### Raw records
———
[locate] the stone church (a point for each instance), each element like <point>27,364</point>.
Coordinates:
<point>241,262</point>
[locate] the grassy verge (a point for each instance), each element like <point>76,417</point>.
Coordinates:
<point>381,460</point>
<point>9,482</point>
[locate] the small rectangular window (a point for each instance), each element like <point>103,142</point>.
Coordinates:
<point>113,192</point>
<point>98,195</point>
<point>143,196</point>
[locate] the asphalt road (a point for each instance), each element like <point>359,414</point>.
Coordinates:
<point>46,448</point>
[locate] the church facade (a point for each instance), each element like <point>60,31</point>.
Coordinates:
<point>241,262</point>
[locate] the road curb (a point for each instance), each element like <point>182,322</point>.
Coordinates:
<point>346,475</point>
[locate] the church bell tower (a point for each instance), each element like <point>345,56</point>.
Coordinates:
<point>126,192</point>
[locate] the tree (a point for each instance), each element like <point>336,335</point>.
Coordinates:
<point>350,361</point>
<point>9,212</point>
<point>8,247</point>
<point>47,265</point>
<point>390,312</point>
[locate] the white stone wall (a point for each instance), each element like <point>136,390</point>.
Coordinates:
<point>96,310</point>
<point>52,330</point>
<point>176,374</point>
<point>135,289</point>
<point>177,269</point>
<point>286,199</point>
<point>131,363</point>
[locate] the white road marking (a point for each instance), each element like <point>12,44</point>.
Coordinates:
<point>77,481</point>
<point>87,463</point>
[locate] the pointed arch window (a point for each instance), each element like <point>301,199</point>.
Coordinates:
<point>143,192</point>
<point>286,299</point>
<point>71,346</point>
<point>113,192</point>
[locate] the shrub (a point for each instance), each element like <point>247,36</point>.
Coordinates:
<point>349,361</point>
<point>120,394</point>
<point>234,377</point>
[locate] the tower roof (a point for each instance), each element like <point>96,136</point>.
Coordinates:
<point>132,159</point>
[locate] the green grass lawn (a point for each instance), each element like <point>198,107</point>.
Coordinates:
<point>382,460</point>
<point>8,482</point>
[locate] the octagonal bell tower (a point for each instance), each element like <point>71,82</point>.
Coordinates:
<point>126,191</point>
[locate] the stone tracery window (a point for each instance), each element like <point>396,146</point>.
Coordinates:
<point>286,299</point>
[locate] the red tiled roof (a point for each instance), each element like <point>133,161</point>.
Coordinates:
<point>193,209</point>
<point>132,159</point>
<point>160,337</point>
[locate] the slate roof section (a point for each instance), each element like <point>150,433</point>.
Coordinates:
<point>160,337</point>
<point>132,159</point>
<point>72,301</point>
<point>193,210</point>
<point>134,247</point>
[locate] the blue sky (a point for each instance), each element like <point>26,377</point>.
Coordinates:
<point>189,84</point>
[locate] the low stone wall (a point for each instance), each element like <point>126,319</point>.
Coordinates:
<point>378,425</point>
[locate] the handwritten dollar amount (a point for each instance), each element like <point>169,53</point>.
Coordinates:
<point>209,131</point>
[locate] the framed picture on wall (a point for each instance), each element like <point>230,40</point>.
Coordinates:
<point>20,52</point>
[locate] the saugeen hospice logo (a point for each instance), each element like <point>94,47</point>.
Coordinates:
———
### Required work
Rewrite all of the material above as a JSON list of strings, one string per line, leaving out any blank lines.

### Completed task
[
  "[locate] the stone church (a point for each instance), each element like <point>27,364</point>.",
  "Coordinates:",
  "<point>241,262</point>",
  "[locate] the grassy verge (a point for each instance), each element like <point>76,417</point>.",
  "Coordinates:",
  "<point>381,460</point>",
  "<point>9,482</point>",
  "[locate] the small rectangular window (a point for each instance), each element like <point>103,142</point>.",
  "Coordinates:",
  "<point>113,192</point>",
  "<point>98,195</point>",
  "<point>143,196</point>",
  "[locate] the asphalt road (a point for each instance), each element like <point>359,414</point>.",
  "Coordinates:",
  "<point>46,448</point>",
  "[locate] the church facade (a point for each instance), each element like <point>60,31</point>.",
  "Coordinates:",
  "<point>241,262</point>",
  "[locate] the road curb (a point for each instance), each element like <point>182,322</point>.",
  "Coordinates:",
  "<point>346,475</point>",
  "[locate] the church bell tower (a point for each instance), each element like <point>345,56</point>.",
  "Coordinates:",
  "<point>126,192</point>",
  "[locate] the tree (a point for each instance), each element like <point>336,335</point>.",
  "Coordinates:",
  "<point>350,361</point>",
  "<point>9,212</point>",
  "<point>8,247</point>",
  "<point>47,265</point>",
  "<point>390,312</point>",
  "[locate] the white stone wall (a point for each instance), each element like <point>136,390</point>.",
  "Coordinates:",
  "<point>96,310</point>",
  "<point>52,330</point>",
  "<point>176,374</point>",
  "<point>135,289</point>",
  "<point>177,269</point>",
  "<point>286,199</point>",
  "<point>131,363</point>",
  "[locate] the white road marking (a point for each instance), each element like <point>12,44</point>.",
  "Coordinates:",
  "<point>77,481</point>",
  "<point>87,463</point>",
  "[locate] the pointed arch window (a point for each instance), each element like <point>301,199</point>.",
  "Coordinates:",
  "<point>143,192</point>",
  "<point>286,299</point>",
  "<point>71,346</point>",
  "<point>113,192</point>",
  "[locate] the shrub (a point for each instance), each element like <point>247,36</point>.",
  "Coordinates:",
  "<point>349,361</point>",
  "<point>120,394</point>",
  "<point>234,377</point>",
  "[locate] the tower roof (a point for each instance), each element like <point>96,136</point>.",
  "Coordinates:",
  "<point>132,159</point>",
  "[locate] the green grass lawn (a point for each instance), each element like <point>198,107</point>.",
  "Coordinates:",
  "<point>382,460</point>",
  "<point>8,482</point>",
  "[locate] the octagonal bell tower (a point for each instance), each element like <point>71,82</point>.",
  "Coordinates:",
  "<point>126,191</point>",
  "[locate] the stone tracery window (a point for each instance), each element like <point>396,146</point>.",
  "Coordinates:",
  "<point>286,299</point>",
  "[locate] the red tiled roof (a point for each instance), each element like <point>133,161</point>.",
  "Coordinates:",
  "<point>193,209</point>",
  "<point>132,159</point>",
  "<point>160,337</point>",
  "[locate] the slate roof section (a point for each instance), each element like <point>150,433</point>.",
  "Coordinates:",
  "<point>160,337</point>",
  "<point>132,159</point>",
  "<point>72,301</point>",
  "<point>193,210</point>",
  "<point>134,247</point>",
  "[locate] the blue sky (a point for each instance), each element like <point>26,377</point>.",
  "Coordinates:",
  "<point>189,84</point>",
  "[locate] the low stone wall (a point for each instance), each element like <point>126,319</point>.",
  "Coordinates:",
  "<point>378,425</point>",
  "[locate] the handwritten dollar amount (a point for each instance), each element like <point>169,53</point>.",
  "Coordinates:",
  "<point>209,131</point>",
  "[locate] the framed picture on wall (a point for each instance), each element like <point>230,40</point>.",
  "Coordinates:",
  "<point>20,52</point>",
  "[locate] the saugeen hospice logo (a point for each instance), each element like <point>94,47</point>.",
  "Coordinates:"
]